- Exercise 1:
Answer these questions from the melatonin post:
(a) Which newspaper ran the article the post mentions?
(b) For how long has it been known that melatonin is not very effective for improving sleep quality?
(c) By how much has melatonin use in the U.S. increased since 1999?
- Exercise 2: What concerns does the melatonin post say exist because melatonin is a hormone? List all of them.
- Exercise 3: Write out everything in the melatonin post from "Melatonin Madness…" down to "with melatonin dependence.".

- Page text:
──────

Melatonin Madness…

There was a good article in the New York Times recently about how so many people are trying to get off melatonin, but are having a hard time kicking their dependence.

It has been known for at least 20 years that melatonin is not very effective for improving sleep quality, yet millions of people still use the hormone every night – including millions of teens and kids. Since melatonin is a hormone (either extracted from pigs or synthesized), concerns exist for dependence, depression, and interference with puberty.

In the U.S., melatonin use has increased 5-fold since 1999, and sky-rocketed during the pandemic – but now that people are trying to return to their “normal” lives, many are struggling with melatonin dependence.

──────

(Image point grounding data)
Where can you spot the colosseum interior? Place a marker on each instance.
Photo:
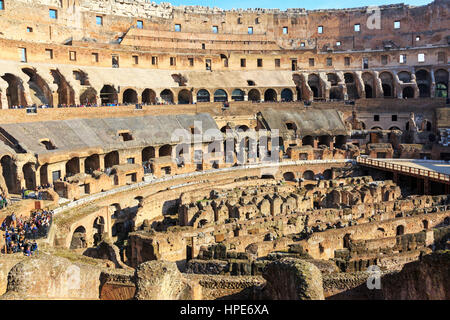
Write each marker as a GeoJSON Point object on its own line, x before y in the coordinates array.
{"type": "Point", "coordinates": [152, 151]}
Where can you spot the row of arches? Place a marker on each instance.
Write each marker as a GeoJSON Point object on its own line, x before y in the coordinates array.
{"type": "Point", "coordinates": [422, 78]}
{"type": "Point", "coordinates": [109, 95]}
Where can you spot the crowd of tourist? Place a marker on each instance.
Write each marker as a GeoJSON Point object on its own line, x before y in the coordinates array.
{"type": "Point", "coordinates": [3, 201]}
{"type": "Point", "coordinates": [20, 233]}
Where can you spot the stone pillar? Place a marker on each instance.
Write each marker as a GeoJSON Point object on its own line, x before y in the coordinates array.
{"type": "Point", "coordinates": [432, 84]}
{"type": "Point", "coordinates": [101, 159]}
{"type": "Point", "coordinates": [426, 186]}
{"type": "Point", "coordinates": [82, 164]}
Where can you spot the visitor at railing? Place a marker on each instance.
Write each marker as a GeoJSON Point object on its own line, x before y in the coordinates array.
{"type": "Point", "coordinates": [19, 231]}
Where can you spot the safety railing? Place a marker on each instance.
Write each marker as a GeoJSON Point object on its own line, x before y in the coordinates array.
{"type": "Point", "coordinates": [404, 168]}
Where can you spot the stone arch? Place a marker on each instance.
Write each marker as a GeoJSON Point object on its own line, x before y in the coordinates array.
{"type": "Point", "coordinates": [308, 175]}
{"type": "Point", "coordinates": [15, 92]}
{"type": "Point", "coordinates": [238, 95]}
{"type": "Point", "coordinates": [99, 228]}
{"type": "Point", "coordinates": [43, 174]}
{"type": "Point", "coordinates": [148, 96]}
{"type": "Point", "coordinates": [289, 176]}
{"type": "Point", "coordinates": [108, 95]}
{"type": "Point", "coordinates": [315, 84]}
{"type": "Point", "coordinates": [400, 230]}
{"type": "Point", "coordinates": [254, 95]}
{"type": "Point", "coordinates": [270, 95]}
{"type": "Point", "coordinates": [147, 154]}
{"type": "Point", "coordinates": [29, 174]}
{"type": "Point", "coordinates": [328, 174]}
{"type": "Point", "coordinates": [130, 97]}
{"type": "Point", "coordinates": [369, 85]}
{"type": "Point", "coordinates": [92, 163]}
{"type": "Point", "coordinates": [40, 91]}
{"type": "Point", "coordinates": [203, 95]}
{"type": "Point", "coordinates": [350, 83]}
{"type": "Point", "coordinates": [346, 241]}
{"type": "Point", "coordinates": [408, 92]}
{"type": "Point", "coordinates": [441, 80]}
{"type": "Point", "coordinates": [185, 97]}
{"type": "Point", "coordinates": [79, 238]}
{"type": "Point", "coordinates": [387, 83]}
{"type": "Point", "coordinates": [73, 167]}
{"type": "Point", "coordinates": [220, 95]}
{"type": "Point", "coordinates": [423, 80]}
{"type": "Point", "coordinates": [325, 140]}
{"type": "Point", "coordinates": [89, 96]}
{"type": "Point", "coordinates": [340, 142]}
{"type": "Point", "coordinates": [165, 150]}
{"type": "Point", "coordinates": [66, 94]}
{"type": "Point", "coordinates": [166, 96]}
{"type": "Point", "coordinates": [308, 141]}
{"type": "Point", "coordinates": [404, 76]}
{"type": "Point", "coordinates": [81, 76]}
{"type": "Point", "coordinates": [111, 159]}
{"type": "Point", "coordinates": [287, 95]}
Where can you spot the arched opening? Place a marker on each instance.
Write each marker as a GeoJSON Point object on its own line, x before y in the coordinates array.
{"type": "Point", "coordinates": [237, 95]}
{"type": "Point", "coordinates": [308, 175]}
{"type": "Point", "coordinates": [441, 79]}
{"type": "Point", "coordinates": [92, 163]}
{"type": "Point", "coordinates": [423, 80]}
{"type": "Point", "coordinates": [346, 241]}
{"type": "Point", "coordinates": [72, 167]}
{"type": "Point", "coordinates": [308, 141]}
{"type": "Point", "coordinates": [89, 96]}
{"type": "Point", "coordinates": [408, 93]}
{"type": "Point", "coordinates": [287, 95]}
{"type": "Point", "coordinates": [111, 159]}
{"type": "Point", "coordinates": [15, 91]}
{"type": "Point", "coordinates": [220, 95]}
{"type": "Point", "coordinates": [43, 174]}
{"type": "Point", "coordinates": [185, 97]}
{"type": "Point", "coordinates": [39, 89]}
{"type": "Point", "coordinates": [315, 85]}
{"type": "Point", "coordinates": [328, 174]}
{"type": "Point", "coordinates": [387, 84]}
{"type": "Point", "coordinates": [400, 230]}
{"type": "Point", "coordinates": [368, 90]}
{"type": "Point", "coordinates": [289, 176]}
{"type": "Point", "coordinates": [79, 238]}
{"type": "Point", "coordinates": [108, 95]}
{"type": "Point", "coordinates": [182, 153]}
{"type": "Point", "coordinates": [167, 96]}
{"type": "Point", "coordinates": [270, 95]}
{"type": "Point", "coordinates": [340, 142]}
{"type": "Point", "coordinates": [29, 175]}
{"type": "Point", "coordinates": [350, 84]}
{"type": "Point", "coordinates": [148, 97]}
{"type": "Point", "coordinates": [165, 150]}
{"type": "Point", "coordinates": [130, 97]}
{"type": "Point", "coordinates": [203, 96]}
{"type": "Point", "coordinates": [254, 95]}
{"type": "Point", "coordinates": [99, 229]}
{"type": "Point", "coordinates": [82, 77]}
{"type": "Point", "coordinates": [66, 94]}
{"type": "Point", "coordinates": [369, 85]}
{"type": "Point", "coordinates": [336, 93]}
{"type": "Point", "coordinates": [325, 140]}
{"type": "Point", "coordinates": [147, 154]}
{"type": "Point", "coordinates": [404, 76]}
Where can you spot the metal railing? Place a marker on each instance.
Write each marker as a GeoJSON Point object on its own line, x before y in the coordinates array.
{"type": "Point", "coordinates": [404, 168]}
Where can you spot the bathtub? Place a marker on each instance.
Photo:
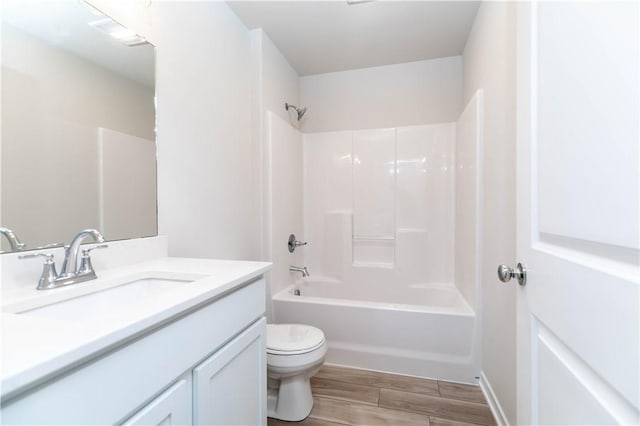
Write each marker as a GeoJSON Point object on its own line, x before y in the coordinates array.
{"type": "Point", "coordinates": [425, 330]}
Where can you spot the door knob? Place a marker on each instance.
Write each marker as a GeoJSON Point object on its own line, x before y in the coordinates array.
{"type": "Point", "coordinates": [505, 273]}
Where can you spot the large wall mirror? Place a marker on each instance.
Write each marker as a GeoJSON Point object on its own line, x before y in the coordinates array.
{"type": "Point", "coordinates": [78, 125]}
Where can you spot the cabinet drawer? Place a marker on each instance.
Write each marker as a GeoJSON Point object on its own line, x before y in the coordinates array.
{"type": "Point", "coordinates": [172, 407]}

──────

- Task result 1:
(a) The New York Times
(b) At least 20 years
(c) 5-fold

- Task result 2:
- Dependence
- Depression
- Interference with puberty

- Task result 3:
Melatonin Madness…

There was a good article in the New York Times recently about how so many people are trying to get off melatonin, but are having a hard time kicking their dependence.

It has been known for at least 20 years that melatonin is not very effective for improving sleep quality, yet millions of people still use the hormone every night – including millions of teens and kids. Since melatonin is a hormone (either extracted from pigs or synthesized), concerns exist for dependence, depression, and interference with puberty.

In the U.S., melatonin use has increased 5-fold since 1999, and sky-rocketed during the pandemic – but now that people are trying to return to their “normal” lives, many are struggling with melatonin dependence.